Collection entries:
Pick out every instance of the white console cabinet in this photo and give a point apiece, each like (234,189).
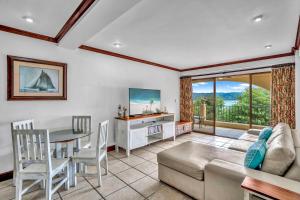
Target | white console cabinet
(139,131)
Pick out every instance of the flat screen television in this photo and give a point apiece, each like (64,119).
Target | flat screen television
(144,101)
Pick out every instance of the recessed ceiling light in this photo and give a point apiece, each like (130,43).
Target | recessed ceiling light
(27,19)
(117,44)
(268,46)
(258,18)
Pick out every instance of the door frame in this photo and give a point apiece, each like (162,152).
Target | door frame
(214,79)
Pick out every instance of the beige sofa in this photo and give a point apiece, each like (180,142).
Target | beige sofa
(212,173)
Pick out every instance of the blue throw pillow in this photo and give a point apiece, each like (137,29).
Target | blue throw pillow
(265,133)
(255,154)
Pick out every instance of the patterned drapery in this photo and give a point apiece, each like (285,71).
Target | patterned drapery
(186,101)
(283,95)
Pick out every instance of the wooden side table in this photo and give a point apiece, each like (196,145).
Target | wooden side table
(255,189)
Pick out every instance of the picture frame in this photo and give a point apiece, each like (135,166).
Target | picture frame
(33,79)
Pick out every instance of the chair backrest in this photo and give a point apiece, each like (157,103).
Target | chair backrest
(21,125)
(38,148)
(102,137)
(82,123)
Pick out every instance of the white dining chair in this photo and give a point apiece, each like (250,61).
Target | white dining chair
(94,156)
(39,164)
(20,125)
(82,124)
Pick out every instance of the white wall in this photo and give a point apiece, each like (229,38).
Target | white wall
(297,86)
(96,85)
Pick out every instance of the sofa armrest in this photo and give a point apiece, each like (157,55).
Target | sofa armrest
(253,131)
(223,180)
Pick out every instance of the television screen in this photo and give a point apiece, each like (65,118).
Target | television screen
(143,101)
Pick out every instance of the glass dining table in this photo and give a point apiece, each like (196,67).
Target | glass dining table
(67,137)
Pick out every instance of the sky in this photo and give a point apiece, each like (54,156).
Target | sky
(221,86)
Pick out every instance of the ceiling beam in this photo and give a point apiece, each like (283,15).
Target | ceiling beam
(80,10)
(103,13)
(239,61)
(109,53)
(27,33)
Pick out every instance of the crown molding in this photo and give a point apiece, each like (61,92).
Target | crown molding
(239,61)
(27,33)
(79,12)
(86,4)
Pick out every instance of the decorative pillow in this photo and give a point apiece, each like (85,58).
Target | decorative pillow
(255,154)
(265,133)
(280,155)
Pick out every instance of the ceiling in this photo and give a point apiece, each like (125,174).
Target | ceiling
(49,16)
(177,33)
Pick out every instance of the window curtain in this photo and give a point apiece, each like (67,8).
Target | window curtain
(186,101)
(283,95)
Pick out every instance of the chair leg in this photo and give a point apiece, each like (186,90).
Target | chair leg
(19,185)
(99,173)
(43,184)
(67,184)
(106,164)
(49,188)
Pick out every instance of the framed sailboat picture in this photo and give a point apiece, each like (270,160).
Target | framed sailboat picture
(32,79)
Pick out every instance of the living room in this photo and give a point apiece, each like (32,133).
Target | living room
(89,63)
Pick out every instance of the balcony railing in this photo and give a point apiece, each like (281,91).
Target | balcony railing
(235,114)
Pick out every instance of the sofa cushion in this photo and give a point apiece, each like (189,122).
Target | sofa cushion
(280,128)
(190,158)
(255,154)
(249,137)
(294,171)
(265,133)
(280,153)
(240,145)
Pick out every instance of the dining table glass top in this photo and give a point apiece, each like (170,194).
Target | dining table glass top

** Problem description **
Since only the text is needed, retype the data above exactly and omit the pictures.

** Your solution **
Pick out every instance of the white console cabinet in this photo and give a point apiece, each like (234,189).
Target | white console cabinet
(139,131)
Pick out every instance of the flat screen television in this photo and give a point apiece, each like (64,119).
Target | flat screen television
(144,101)
Pick out every instance of the recessed ceiling light in this photo and give a point apiece, each like (130,43).
Target | recessed ceiling light
(27,19)
(117,44)
(268,46)
(258,18)
Pick out every instance of the door frame in this photo and give a point apiece, each like (162,152).
Target | door frame
(214,79)
Pick out every instance of the beige sofa in this photo and give a point apiece, each like (180,142).
Target | beige sofa
(212,173)
Pick out every instance of the blue throw pillow in this photo and give a point apiece, each like (137,29).
Target | blue throw pillow
(265,133)
(255,154)
Pick out every instance of the patterned drapery in this photo and give a point apiece, each like (285,71).
Target | patterned drapery
(186,101)
(283,95)
Pick out every instance of the wooden side table in this photo and give a point apiece, each like (196,145).
Target | wooden side table
(255,189)
Pick out every instance of the picture frame in this photo and give a point apiece, each like (135,166).
Target | picture frame
(33,79)
Pick out every instance of the chair backrest in this photo and give a point apiece, each like (157,103).
Target | chair backrest
(21,125)
(38,148)
(102,137)
(82,123)
Pick out every instance of the white dining chair in this photo and give a point apiece, each like (250,61).
Target | white dining chair
(94,156)
(39,164)
(20,125)
(82,124)
Pick out every instance of the white wall in this photo and give a point apiece, each like (229,38).
Target | white wall
(297,86)
(96,85)
Pick out every instance of the sofa armrest in this photo and give a point apiece, each like (157,55).
Target | sofa armrest
(253,131)
(223,180)
Pick out every instance of the television screen in this photo and give a point apiece, each like (65,118).
Target | television screen
(143,101)
Pick out every instance of the glass dining table in this photo and give a point apiece, each like (196,67).
Target | glass dining table
(67,137)
Pick out every instance of the sky in this photo and give a point apiece, each like (54,156).
Target | sky
(221,86)
Pick out every instance of the ceiling beam in this photo and give a point apiece, each like (283,15).
Target | ceiling beam
(80,10)
(103,13)
(239,61)
(109,53)
(27,33)
Pick out every instance of the crown molding in this photo and give a point apiece, each like (61,92).
Target | crown molding
(239,61)
(27,33)
(79,12)
(86,4)
Pick out every instance of the decorative pillow in this photo and give a point apiece, each like (85,58).
Target | decorative pillow
(255,154)
(265,133)
(280,155)
Pick out every instance of the ceiling in this photo and give a point apiece, each like (125,174).
Target | ceiling
(49,16)
(177,33)
Pick out every instance of the window curtain in this photo and give a point apiece, each like (67,8).
Target | window curtain
(186,101)
(283,95)
Pick out every instance of the chair leg in this photo and give a point apiece, each like (186,90).
Target | chair leg
(19,185)
(99,173)
(43,184)
(67,184)
(106,164)
(49,188)
Pick out every instance of the framed sailboat picture in this photo and give a point apiece, each like (270,160).
Target | framed sailboat picture
(32,79)
Pick out every instance of the living room in this photo and give a point apiece, each like (32,133).
Target | living room
(89,63)
Pick out every instance of the balcony railing in this photo and give a point apiece, each like (281,91).
Target | balcony railing
(235,114)
Pick out every instance of the sofa cushion in this photo and give a point apiece, each like (189,122).
Target | sofa cushion
(280,128)
(190,158)
(255,154)
(249,137)
(294,171)
(265,133)
(280,153)
(240,145)
Pick out every instance of the dining table glass top in this photo and give a point apiece, each like (170,194).
Target | dining table glass top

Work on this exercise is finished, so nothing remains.